SUPPLIED TEXT
[c-nsp] Cisco 7206 VXR hangs

Ted Mittelstaedt tedm at toybox.placo.com
Sat Jan 20 04:35:07 EST 2007


----- Original Message ----- 
From: "Scott Lambert" <lambert at lambertfam.org>
To: "Oliver Boehmer (oboehmer)" <oboehmer at cisco.com>
Cc: <cisco-nsp at puck.nether.net>
Sent: Saturday, January 20, 2007 12:50 AM
Subject: Re: [c-nsp] Cisco 7206 VXR hangs


> On Mon, Jan 15, 2007 at 08:22:53AM +0100, Oliver Boehmer (oboehmer) wrote:
> > cisco-nsp-bounces at puck.nether.net <> wrote on Sunday, January 14, 2007
> > 10:05 PM:
> >
> > > On Wed, Jan 10, 2007 at 05:20:26AM -0600, Scott Lambert wrote:
> > >> I have a Cisco 7204VXR with NPE-G1 that has been hanging on me at
> > >> one to three week intervals.
> > >>
> > >> The box is doing DSL aggregation as well as being our core router.

OBJECTIVE 1
Answer these questions from the thread about the hanging Cisco router, each in one line:
(a) To whom was the original message sent?
(b) How often has the router been hanging?
(c) Besides being the core router, what job does the box do?
OBJECTIVE 2
Rewrite the paragraph beginning "I have a Cisco 7204VXR" from the thread about the hanging Cisco router as one shorter sentence.

DATA ENTRIES

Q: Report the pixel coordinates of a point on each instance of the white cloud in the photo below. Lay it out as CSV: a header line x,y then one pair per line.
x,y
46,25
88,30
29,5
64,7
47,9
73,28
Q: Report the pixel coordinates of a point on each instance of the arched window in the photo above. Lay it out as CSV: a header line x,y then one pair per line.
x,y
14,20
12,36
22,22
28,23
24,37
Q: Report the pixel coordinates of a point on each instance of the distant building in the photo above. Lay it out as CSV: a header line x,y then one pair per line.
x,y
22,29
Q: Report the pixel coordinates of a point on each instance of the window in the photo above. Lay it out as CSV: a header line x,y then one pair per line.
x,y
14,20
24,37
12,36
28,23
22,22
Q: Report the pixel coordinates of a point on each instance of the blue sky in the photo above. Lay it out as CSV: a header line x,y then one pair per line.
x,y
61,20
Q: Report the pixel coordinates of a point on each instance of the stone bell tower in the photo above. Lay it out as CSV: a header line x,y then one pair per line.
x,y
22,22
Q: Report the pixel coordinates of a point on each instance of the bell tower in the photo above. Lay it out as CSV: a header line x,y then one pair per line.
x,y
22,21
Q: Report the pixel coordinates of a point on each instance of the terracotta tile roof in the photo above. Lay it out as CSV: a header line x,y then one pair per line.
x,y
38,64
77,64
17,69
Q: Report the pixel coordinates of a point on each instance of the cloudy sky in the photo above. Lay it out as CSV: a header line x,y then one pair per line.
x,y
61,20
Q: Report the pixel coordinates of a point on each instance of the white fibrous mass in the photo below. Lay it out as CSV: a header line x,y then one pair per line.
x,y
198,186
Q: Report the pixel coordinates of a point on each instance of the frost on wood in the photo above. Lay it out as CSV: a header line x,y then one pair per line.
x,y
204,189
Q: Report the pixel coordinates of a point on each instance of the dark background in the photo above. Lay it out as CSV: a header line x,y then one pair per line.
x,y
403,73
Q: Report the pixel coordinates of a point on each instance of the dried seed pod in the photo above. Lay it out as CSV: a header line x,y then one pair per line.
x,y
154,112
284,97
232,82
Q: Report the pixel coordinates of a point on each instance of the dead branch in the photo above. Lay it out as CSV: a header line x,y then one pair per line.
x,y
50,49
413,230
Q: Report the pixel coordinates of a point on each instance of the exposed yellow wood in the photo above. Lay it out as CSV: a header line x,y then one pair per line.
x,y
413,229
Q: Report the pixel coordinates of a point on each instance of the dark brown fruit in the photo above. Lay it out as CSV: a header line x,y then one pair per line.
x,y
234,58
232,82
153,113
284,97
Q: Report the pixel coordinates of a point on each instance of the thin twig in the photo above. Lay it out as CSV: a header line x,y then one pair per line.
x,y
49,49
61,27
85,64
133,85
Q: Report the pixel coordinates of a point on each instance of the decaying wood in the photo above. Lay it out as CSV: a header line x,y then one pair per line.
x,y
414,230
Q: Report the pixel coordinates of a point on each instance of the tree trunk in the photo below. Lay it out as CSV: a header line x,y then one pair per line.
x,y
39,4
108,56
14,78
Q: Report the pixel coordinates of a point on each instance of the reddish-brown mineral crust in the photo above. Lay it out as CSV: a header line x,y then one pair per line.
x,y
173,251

FINAL ANSWER 1
(a) Oliver Boehmer (oboehmer)
(b) At one to three week intervals
(c) DSL aggregation

FINAL ANSWER 2
A Cisco 7204VXR with an NPE-G1 hangs every one to three weeks.